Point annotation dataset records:
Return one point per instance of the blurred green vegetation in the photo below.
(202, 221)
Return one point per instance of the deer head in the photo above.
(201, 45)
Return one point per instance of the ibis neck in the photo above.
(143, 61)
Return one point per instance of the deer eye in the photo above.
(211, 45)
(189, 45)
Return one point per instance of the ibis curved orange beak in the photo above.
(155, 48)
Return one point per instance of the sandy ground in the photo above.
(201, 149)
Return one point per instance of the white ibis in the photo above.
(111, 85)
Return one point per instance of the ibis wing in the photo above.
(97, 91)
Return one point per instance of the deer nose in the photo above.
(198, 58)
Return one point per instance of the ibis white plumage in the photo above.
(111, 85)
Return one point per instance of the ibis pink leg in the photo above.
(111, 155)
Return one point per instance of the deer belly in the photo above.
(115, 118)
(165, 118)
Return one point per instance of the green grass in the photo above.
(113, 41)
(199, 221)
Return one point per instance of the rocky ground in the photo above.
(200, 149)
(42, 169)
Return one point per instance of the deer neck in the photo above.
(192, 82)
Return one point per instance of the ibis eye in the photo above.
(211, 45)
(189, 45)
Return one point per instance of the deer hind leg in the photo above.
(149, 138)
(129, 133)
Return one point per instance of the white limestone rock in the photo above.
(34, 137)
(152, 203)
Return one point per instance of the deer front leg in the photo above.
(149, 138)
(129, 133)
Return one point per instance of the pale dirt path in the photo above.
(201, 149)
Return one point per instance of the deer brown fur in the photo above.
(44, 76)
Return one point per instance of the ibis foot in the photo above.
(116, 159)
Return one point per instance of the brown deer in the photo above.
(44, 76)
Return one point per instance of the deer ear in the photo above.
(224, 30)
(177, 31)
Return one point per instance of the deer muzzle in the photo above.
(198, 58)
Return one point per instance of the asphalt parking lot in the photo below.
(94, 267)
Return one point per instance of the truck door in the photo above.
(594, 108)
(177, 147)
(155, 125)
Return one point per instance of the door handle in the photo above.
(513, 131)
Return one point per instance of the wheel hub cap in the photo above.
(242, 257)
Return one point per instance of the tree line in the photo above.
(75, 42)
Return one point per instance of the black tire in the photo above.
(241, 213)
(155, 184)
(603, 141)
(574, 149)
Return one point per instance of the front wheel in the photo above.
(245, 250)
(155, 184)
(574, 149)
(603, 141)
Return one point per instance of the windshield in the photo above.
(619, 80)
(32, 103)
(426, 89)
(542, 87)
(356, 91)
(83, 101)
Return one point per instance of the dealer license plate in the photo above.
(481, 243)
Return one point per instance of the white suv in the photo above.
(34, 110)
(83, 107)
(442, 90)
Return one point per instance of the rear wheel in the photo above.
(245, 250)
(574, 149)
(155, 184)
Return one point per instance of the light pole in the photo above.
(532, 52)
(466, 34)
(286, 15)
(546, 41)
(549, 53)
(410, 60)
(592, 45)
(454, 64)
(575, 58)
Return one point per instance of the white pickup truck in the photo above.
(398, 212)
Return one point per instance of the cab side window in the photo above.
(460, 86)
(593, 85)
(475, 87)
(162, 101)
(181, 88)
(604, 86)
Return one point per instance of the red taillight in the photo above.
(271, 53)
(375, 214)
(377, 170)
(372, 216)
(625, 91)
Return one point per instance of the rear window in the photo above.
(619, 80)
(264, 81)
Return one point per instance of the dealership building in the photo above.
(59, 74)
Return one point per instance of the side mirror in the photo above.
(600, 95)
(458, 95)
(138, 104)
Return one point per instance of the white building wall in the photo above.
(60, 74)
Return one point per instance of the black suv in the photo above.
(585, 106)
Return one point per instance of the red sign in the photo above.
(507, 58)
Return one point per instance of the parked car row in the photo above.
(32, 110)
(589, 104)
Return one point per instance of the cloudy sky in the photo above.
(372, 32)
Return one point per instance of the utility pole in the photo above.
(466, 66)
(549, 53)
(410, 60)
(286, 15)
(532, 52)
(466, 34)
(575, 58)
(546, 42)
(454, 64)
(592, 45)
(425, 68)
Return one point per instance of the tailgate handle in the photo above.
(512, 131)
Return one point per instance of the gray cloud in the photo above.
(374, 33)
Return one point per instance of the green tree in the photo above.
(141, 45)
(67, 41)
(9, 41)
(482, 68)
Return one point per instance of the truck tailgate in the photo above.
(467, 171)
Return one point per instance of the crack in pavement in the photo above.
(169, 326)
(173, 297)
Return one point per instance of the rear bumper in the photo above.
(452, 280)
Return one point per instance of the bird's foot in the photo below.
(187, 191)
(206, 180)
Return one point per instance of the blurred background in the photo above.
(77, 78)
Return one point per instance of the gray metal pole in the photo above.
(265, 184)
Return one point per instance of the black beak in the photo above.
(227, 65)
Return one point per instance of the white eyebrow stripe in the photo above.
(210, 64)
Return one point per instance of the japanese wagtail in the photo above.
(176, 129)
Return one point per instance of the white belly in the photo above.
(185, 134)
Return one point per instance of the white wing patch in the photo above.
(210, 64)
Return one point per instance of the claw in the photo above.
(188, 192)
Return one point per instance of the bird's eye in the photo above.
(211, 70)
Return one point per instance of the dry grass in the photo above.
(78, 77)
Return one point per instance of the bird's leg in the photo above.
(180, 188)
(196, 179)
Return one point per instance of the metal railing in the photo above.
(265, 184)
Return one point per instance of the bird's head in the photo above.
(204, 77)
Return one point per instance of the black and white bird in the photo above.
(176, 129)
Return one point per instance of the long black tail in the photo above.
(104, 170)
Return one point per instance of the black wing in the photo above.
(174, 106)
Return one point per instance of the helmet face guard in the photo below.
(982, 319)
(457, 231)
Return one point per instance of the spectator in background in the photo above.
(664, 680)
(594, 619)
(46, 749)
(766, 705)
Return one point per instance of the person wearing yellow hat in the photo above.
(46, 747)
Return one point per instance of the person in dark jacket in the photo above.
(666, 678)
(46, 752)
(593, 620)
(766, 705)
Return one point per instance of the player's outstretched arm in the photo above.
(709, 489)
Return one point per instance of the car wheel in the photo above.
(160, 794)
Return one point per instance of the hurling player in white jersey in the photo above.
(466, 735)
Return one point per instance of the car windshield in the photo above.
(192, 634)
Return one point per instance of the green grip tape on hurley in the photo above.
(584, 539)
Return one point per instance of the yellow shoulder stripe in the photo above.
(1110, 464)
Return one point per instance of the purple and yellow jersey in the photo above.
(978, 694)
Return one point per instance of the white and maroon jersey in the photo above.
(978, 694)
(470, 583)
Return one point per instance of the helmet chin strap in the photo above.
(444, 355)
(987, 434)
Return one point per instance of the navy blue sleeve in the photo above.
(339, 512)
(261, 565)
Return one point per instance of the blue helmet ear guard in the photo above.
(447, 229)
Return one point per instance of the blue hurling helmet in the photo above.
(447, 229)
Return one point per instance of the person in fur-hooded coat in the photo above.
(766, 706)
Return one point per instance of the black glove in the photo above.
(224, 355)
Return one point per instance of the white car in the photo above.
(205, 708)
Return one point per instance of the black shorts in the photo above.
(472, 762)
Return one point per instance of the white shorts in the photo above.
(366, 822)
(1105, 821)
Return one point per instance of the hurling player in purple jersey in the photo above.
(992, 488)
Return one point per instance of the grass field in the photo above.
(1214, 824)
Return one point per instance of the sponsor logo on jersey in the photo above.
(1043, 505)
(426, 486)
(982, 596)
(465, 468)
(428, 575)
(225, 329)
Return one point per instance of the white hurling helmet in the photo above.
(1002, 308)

*TASK TO CARRY OUT*.
Reproduce the entries above in full by retyping them exactly.

*COMPLETE OUTPUT*.
Return one point per instance of the blurred green vegetation in the photo below.
(202, 221)
Return one point per instance of the deer head in the photo above.
(201, 45)
Return one point per instance of the ibis neck in the photo above.
(143, 61)
Return one point per instance of the deer eye in the photo above.
(211, 45)
(189, 45)
Return one point per instance of the ibis curved orange beak in the photo above.
(155, 48)
Return one point per instance of the sandy ground in the photo above.
(201, 149)
Return one point per instance of the white ibis in the photo above.
(111, 85)
Return one point per instance of the ibis wing in the photo above.
(97, 91)
Return one point per instance of the deer nose in the photo above.
(198, 58)
Return one point per instance of the ibis white plumage in the photo above.
(111, 85)
Return one point per instance of the ibis pink leg in the photo above.
(111, 155)
Return one point per instance of the deer belly in the photo above.
(115, 118)
(165, 118)
Return one point per instance of the green grass in the photo above.
(113, 41)
(199, 221)
Return one point per instance of the rocky ground in the photo above.
(200, 149)
(42, 169)
Return one point per instance of the deer neck in the photo above.
(192, 82)
Return one point per instance of the ibis eye in the photo above.
(211, 45)
(189, 45)
Return one point per instance of the deer hind leg in the photo above.
(149, 138)
(129, 133)
Return one point per instance of the white limestone rock in the photo above.
(34, 137)
(152, 203)
Return one point per instance of the deer front leg in the photo above.
(149, 138)
(129, 133)
Return one point per instance of the pale dirt path in the photo above.
(201, 149)
Return one point per instance of the deer brown fur in the photo above.
(44, 76)
Return one point per instance of the ibis foot in the photo above.
(116, 159)
Return one point per instance of the brown deer in the photo above.
(44, 76)
Return one point per instance of the deer ear in the photo above.
(224, 30)
(177, 31)
Return one point per instance of the deer muzzle in the photo above.
(198, 58)
Return one point per instance of the asphalt parking lot in the photo below.
(94, 267)
Return one point per instance of the truck door in the photo above.
(594, 108)
(177, 147)
(155, 125)
Return one point per instance of the door handle in the photo above.
(513, 131)
Return one point per instance of the wheel hub cap in the photo above.
(242, 257)
Return one point per instance of the tree line in the photo above.
(75, 42)
Return one point per instance of the black tire in the photo above.
(241, 213)
(155, 184)
(603, 141)
(574, 149)
Return one point per instance of the front wheel in the photo above.
(245, 250)
(155, 184)
(574, 149)
(603, 141)
Return one point per instance of the windshield in the photo above.
(619, 80)
(32, 103)
(426, 89)
(542, 87)
(356, 91)
(83, 101)
Return one point per instance of the dealer license plate in the photo above.
(481, 243)
Return one point per instance of the white suv in the photo above.
(34, 110)
(83, 107)
(442, 90)
Return one point per instance of the rear wheel in the photo above.
(245, 250)
(574, 149)
(155, 184)
Return one point per instance of the light pole in the photo above.
(532, 52)
(466, 34)
(286, 15)
(546, 41)
(549, 53)
(410, 60)
(592, 45)
(454, 64)
(575, 58)
Return one point per instance of the white pickup truck in the photo above.
(398, 212)
Return one point per instance of the cab side window in the photo above.
(460, 86)
(593, 85)
(475, 87)
(162, 101)
(181, 88)
(604, 86)
Return one point per instance of the red taillight in the photo above.
(271, 53)
(375, 214)
(377, 170)
(372, 216)
(625, 91)
Return one point per instance of the rear window in the photo above.
(619, 80)
(264, 81)
Return one point per instance of the dealership building in the photo above.
(59, 74)
Return one point per instance of the side mirror in the photo above.
(600, 95)
(458, 95)
(138, 104)
Return one point per instance of the white building wall in the photo above.
(60, 74)
Return one point per instance of the black suv in the photo above.
(585, 106)
Return one point per instance of the red sign in the photo above.
(507, 58)
Return one point per instance of the parked car row in the photo above.
(32, 110)
(589, 104)
Return one point per instance of the cloudy sky in the photo above.
(372, 32)
Return one point per instance of the utility pole in the photo above.
(466, 66)
(549, 53)
(410, 60)
(286, 15)
(532, 52)
(466, 34)
(575, 58)
(546, 42)
(454, 64)
(592, 45)
(425, 68)
Return one point per instance of the tailgate handle in the photo above.
(512, 131)
Return one point per instance of the gray cloud in the photo above.
(374, 33)
Return one point per instance of the green tree in the photo above.
(141, 45)
(67, 41)
(9, 41)
(482, 68)
Return one point per instance of the truck tailgate in the photo above.
(467, 171)
Return one point per instance of the crack in pavement in the photo above.
(169, 326)
(173, 297)
Return one point per instance of the rear bumper in the photo above.
(452, 280)
Return one point per instance of the bird's foot in the photo below.
(187, 191)
(206, 180)
Return one point per instance of the blurred background in the photo above.
(77, 78)
Return one point per instance of the gray metal pole in the photo above.
(265, 184)
Return one point per instance of the black beak in the photo above.
(227, 65)
Return one point per instance of the white eyebrow stripe in the photo above.
(210, 64)
Return one point per instance of the japanese wagtail in the photo above.
(176, 129)
Return one point per instance of the white belly in the photo above.
(185, 134)
Return one point per instance of the white wing patch in the photo above.
(210, 64)
Return one point per instance of the claw in the photo above.
(188, 192)
Return one point per instance of the bird's eye in the photo above.
(211, 70)
Return one point per instance of the dry grass in the photo above.
(78, 77)
Return one point per instance of the bird's leg in the photo above.
(180, 188)
(196, 179)
Return one point per instance of the metal railing in the photo above.
(265, 184)
Return one point per instance of the bird's head in the photo above.
(204, 77)
Return one point per instance of the black and white bird in the photo above.
(176, 129)
Return one point per instance of the long black tail in the photo above.
(104, 170)
Return one point per instance of the black wing in the photo above.
(174, 106)
Return one point per instance of the helmet face guard in the photo below.
(982, 319)
(457, 231)
Return one point per instance of the spectator in background in the photo above.
(664, 680)
(594, 619)
(46, 749)
(766, 705)
Return one point per instance of the person wearing yellow hat in the photo above.
(46, 747)
Return one point per instance of the person in dark jacket in the photo above.
(666, 678)
(46, 752)
(593, 620)
(766, 705)
Return one point per instance of the player's outstretched arm in the photo above.
(709, 489)
Return one point per instance of the car wheel in the photo above.
(160, 794)
Return one point per instance of the hurling player in white jersey in the photo above.
(466, 735)
Return one point per instance of the car windshield in the photo above.
(192, 634)
Return one point per instance of the green grip tape on hurley in the photo above.
(584, 539)
Return one point per instance of the yellow shoulder stripe in the photo above.
(1110, 464)
Return one point per instance of the purple and yellow jersey in the photo above.
(978, 694)
Return one point per instance of the white and maroon jersey in the photo above.
(978, 694)
(470, 583)
Return one point per instance of the helmet chin strap in the photo above.
(444, 355)
(987, 434)
Return one point per instance of the navy blue sleeve in the photo above.
(339, 512)
(261, 565)
Return one point per instance of the blue helmet ear guard in the photo above.
(447, 229)
Return one point per instance of the blue hurling helmet in the photo above.
(447, 229)
Return one point per instance of the person in fur-hooded coat in the photo above.
(766, 706)
Return one point per instance of the black glove in the photo above.
(224, 355)
Return one point per instance of the white car in the photo above.
(205, 708)
Return one point per instance of the black shorts in the photo above.
(472, 762)
Return one point per instance of the white shorts in the photo above.
(366, 822)
(1105, 821)
Return one point per instance of the hurling player in purple jersey in the photo above.
(992, 488)
Return one point per instance of the grass field in the photo above.
(1214, 824)
Return one point per instance of the sponsor logo on jersey in the photo above.
(1043, 505)
(426, 486)
(982, 596)
(465, 468)
(428, 575)
(225, 329)
Return one point per instance of the white hurling helmet in the photo above.
(1002, 308)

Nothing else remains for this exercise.